▶ **Task input**:
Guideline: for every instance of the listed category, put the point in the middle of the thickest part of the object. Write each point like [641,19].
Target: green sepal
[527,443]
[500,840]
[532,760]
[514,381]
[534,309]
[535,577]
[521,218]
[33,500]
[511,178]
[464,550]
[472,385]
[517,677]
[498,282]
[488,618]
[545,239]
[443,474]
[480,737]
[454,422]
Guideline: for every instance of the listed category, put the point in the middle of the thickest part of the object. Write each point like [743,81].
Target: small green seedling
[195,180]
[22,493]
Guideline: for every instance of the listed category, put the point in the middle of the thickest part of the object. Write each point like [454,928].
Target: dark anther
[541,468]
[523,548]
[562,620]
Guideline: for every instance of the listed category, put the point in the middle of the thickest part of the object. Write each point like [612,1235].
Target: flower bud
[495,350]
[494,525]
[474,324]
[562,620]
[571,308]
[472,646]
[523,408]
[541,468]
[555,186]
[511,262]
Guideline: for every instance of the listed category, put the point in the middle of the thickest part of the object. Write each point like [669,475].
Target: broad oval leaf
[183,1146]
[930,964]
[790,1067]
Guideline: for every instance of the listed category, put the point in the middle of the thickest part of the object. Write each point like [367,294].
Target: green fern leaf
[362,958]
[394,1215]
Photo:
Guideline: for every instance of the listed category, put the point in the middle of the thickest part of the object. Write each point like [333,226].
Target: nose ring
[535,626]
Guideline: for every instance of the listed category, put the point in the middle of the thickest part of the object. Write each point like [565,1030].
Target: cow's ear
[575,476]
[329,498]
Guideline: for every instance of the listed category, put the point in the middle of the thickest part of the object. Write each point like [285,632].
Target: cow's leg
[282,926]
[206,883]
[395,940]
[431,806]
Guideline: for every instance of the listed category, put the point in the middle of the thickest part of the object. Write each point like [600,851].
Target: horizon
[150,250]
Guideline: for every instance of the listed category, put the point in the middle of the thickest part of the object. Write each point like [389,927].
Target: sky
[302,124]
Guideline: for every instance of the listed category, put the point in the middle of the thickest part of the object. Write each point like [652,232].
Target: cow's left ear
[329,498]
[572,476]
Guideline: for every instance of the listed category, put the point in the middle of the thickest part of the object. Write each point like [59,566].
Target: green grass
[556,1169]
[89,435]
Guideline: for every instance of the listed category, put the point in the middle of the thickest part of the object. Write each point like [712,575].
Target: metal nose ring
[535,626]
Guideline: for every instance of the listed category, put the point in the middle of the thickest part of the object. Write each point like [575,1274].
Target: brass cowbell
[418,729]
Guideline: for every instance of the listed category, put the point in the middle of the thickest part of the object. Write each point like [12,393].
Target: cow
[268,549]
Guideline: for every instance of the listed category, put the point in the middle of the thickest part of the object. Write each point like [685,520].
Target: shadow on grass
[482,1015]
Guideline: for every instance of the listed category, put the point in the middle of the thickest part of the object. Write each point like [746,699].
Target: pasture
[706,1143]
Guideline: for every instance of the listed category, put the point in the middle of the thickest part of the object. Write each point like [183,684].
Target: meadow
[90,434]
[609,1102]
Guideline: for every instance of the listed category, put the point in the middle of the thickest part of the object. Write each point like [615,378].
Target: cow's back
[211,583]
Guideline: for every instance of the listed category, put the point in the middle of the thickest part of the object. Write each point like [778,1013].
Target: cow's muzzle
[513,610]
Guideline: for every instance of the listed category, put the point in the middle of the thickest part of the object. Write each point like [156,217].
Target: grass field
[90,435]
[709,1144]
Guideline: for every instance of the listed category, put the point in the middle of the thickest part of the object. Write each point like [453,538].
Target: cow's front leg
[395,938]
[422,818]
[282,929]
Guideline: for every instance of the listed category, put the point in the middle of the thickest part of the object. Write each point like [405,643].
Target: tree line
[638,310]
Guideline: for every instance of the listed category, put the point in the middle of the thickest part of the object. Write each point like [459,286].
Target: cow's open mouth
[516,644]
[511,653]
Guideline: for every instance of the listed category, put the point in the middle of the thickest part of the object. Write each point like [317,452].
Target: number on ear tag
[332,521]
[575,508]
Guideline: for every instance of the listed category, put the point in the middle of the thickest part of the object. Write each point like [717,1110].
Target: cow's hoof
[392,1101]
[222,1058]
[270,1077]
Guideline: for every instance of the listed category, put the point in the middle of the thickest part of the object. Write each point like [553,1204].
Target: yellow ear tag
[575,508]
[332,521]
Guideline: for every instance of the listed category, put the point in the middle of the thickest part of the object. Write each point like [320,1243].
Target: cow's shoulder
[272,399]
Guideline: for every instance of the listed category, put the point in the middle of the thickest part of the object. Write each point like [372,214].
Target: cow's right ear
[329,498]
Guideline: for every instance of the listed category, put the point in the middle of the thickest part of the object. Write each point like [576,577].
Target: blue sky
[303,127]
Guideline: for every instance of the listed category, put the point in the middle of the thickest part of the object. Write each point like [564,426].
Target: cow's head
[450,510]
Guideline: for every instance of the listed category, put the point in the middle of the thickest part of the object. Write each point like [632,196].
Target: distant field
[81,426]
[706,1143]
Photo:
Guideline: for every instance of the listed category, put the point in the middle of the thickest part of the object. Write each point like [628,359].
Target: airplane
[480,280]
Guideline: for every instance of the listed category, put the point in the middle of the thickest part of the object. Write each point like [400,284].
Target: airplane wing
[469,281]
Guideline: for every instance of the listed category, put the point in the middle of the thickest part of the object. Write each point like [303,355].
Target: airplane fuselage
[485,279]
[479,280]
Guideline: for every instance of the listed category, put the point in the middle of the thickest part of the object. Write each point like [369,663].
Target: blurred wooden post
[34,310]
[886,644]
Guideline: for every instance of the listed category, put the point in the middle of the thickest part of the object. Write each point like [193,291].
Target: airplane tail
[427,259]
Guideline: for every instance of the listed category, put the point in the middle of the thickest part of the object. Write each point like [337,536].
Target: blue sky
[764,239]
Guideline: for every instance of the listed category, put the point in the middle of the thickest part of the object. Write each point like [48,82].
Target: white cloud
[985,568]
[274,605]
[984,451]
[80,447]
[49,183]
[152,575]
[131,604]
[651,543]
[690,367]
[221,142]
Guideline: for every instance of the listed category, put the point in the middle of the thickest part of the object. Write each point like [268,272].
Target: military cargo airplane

▶ **What is needed**: Transcribe all of the entries without altering anything.

▶ **Final answer**:
Guideline: for every instance of the listed category, put the point in the middle of the thickest part of the object. Write each point like [641,19].
Target: green sepal
[527,443]
[500,840]
[532,760]
[514,381]
[534,309]
[535,577]
[521,218]
[33,500]
[511,178]
[464,550]
[472,385]
[517,677]
[498,282]
[488,618]
[545,239]
[443,474]
[480,737]
[454,422]
Guideline: for every instance of the listed category, put the point in the middle of the thickest part of the object. Write each point like [743,81].
Target: small green seedling
[195,180]
[22,493]
Guideline: for every instance of the listed category, put the point in the middle of the thickest part of the object. Write each point like [454,928].
Target: dark anther
[541,468]
[523,548]
[562,620]
Guideline: for every instance of the listed category, put the point in the middle of the thickest part of the object. Write each point like [612,1235].
Target: flower bud
[495,350]
[494,525]
[474,324]
[562,620]
[571,308]
[472,646]
[523,408]
[541,468]
[555,186]
[511,262]
Guideline: for every instance of the listed category, put the point in the middle of the thickest part of the object. Write each point like [669,475].
Target: broad oval leaf
[183,1146]
[930,964]
[790,1067]
Guideline: for every instance of the listed category, put the point in the middle of the thickest part of the object. Write each point like [367,294].
Target: green fern leaf
[362,958]
[394,1215]
Photo:
Guideline: for every instance of the listed category, put the point in the middle of the thickest part of the object. Write each point like [333,226].
Target: nose ring
[535,626]
Guideline: for every instance of the listed category, put the point in the middle of the thickest part of the object. Write each point like [565,1030].
Target: cow's ear
[575,476]
[329,498]
Guideline: for every instance of the listed category, put the point in the middle of the thickest part of the object. Write each point like [285,632].
Target: cow's leg
[282,926]
[206,883]
[395,940]
[431,806]
Guideline: for every instance of the listed category, put the point in the middle of the thickest part of the object. Write each point like [600,851].
Target: horizon
[150,250]
Guideline: for every instance of the listed category, put the point in the middle of the thickest part of the object. Write each point like [389,927].
Target: sky
[302,124]
Guideline: for every instance of the listed category, put the point in the middle of the thickest part of the object. Write each point like [652,232].
Target: cow's left ear
[329,498]
[572,476]
Guideline: for every instance of the listed category, put the point in the middle of the thickest part of the object. Write each point like [59,566].
Target: green grass
[556,1169]
[89,435]
Guideline: for every instance of the listed category, put the point in the middle of the thickest part of the object. Write each point like [712,575].
Target: metal nose ring
[535,626]
Guideline: for every instance of the listed category, put the point in the middle of the thickest part of the object. Write each point like [575,1274].
Target: brass cowbell
[418,729]
Guideline: for every instance of the listed category, put the point in the middle of the thickest part of the object. Write each point like [12,393].
Target: cow
[268,549]
Guideline: for every instance of the listed category, put the point in the middle of the thickest part of the object. Write each point like [685,520].
Target: shadow on grass
[482,1015]
Guideline: for every instance of the listed category, put the point in the middle of the thickest part of the object. Write each point like [746,699].
Target: pasture
[706,1143]
Guideline: for every instance of the listed category, put the point in the middle of the thickest part of the object. Write each point like [183,684].
Target: meadow
[90,434]
[609,1102]
Guideline: for every instance of the listed category, put the point in the middle of the thickest part of the object. Write each point like [615,378].
Target: cow's back
[211,583]
Guideline: for every instance of the listed category, put the point in the middle of the thickest part of the object. Write each point like [778,1013].
Target: cow's muzzle
[513,610]
Guideline: for every instance of the listed category, put the point in the middle of the thickest part of the object. Write each point like [156,217].
Target: grass field
[90,435]
[709,1144]
Guideline: for every instance of the listed category, put the point in the middle of the thickest part of the object. Write each point like [453,538].
Target: cow's front leg
[395,938]
[422,818]
[282,929]
Guideline: for every instance of the listed category, put the point in the middle of the thickest part of the object. Write each point like [405,643].
Target: tree line
[638,310]
Guideline: for every instance of the listed category, put the point in the middle of the thickest part of the object. Write each point like [459,286].
Target: cow's open mouth
[516,644]
[511,653]
Guideline: for every instance of the listed category, put the point in the middle of the thickest part of the object. Write each point like [317,452].
Target: number on ear tag
[332,521]
[575,508]
Guideline: for every instance of the listed category, put the point in the middle of the thickest part of the object. Write each point like [717,1110].
Target: cow's hoof
[392,1101]
[222,1058]
[270,1077]
Guideline: for every instance of the listed category, put the point in the middle of the thickest part of the object. Write each point like [553,1204].
Target: yellow ear tag
[575,508]
[332,521]
Guideline: for every instance of the listed category, put the point in the middle of the thickest part of the object. Write each point like [320,1243].
Target: cow's shoulder
[272,399]
Guideline: for every instance of the listed category, put the point in the middle of the thickest part of the object. Write each point like [372,214].
Target: cow's right ear
[329,498]
Guideline: for every instance of the listed category, put the point in the middle of the thickest part of the object. Write each point like [576,577].
Target: blue sky
[303,127]
Guideline: for every instance of the listed category, put the point in the middle of the thickest part of the object. Write each point like [564,426].
Target: cow's head
[450,510]
Guideline: for every instance of the listed category, put the point in the middle of the thickest part of the object. Write each point like [632,196].
Target: distant field
[81,426]
[706,1143]
Photo:
Guideline: for every instance of the listed category, put the point in the middle of the thickest part of the object. Write each point like [628,359].
Target: airplane
[480,280]
Guideline: for every instance of the listed category, put the point in the middle of the thickest part of the object. Write each point like [400,284].
Target: airplane wing
[469,281]
Guideline: for every instance of the listed category, put the point in the middle of the thickest part of the object. Write each point like [303,355].
Target: airplane fuselage
[485,279]
[479,280]
Guideline: for every instance of the listed category, put the point in the middle of the thickest part of the object. Write each point like [369,663].
Target: blurred wooden post
[34,310]
[886,644]
Guideline: for every instance of the listed category, put the point in the middle of the thickest part of the object. Write each point like [193,291].
Target: airplane tail
[427,259]
Guideline: for every instance of the listed category, put the point in the middle of the thickest part of the object. Write each point like [337,536].
Target: blue sky
[764,239]
Guideline: for every instance of the listed category, put the point in the middle of the thickest part of the object. Write each point like [48,82].
Target: white cloud
[985,568]
[274,605]
[984,451]
[80,447]
[49,183]
[152,575]
[131,604]
[651,543]
[690,367]
[221,142]
Guideline: for every instance of the listed category, put the point in the middle of the thickest part of the object. Write each point like [268,272].
Target: military cargo airplane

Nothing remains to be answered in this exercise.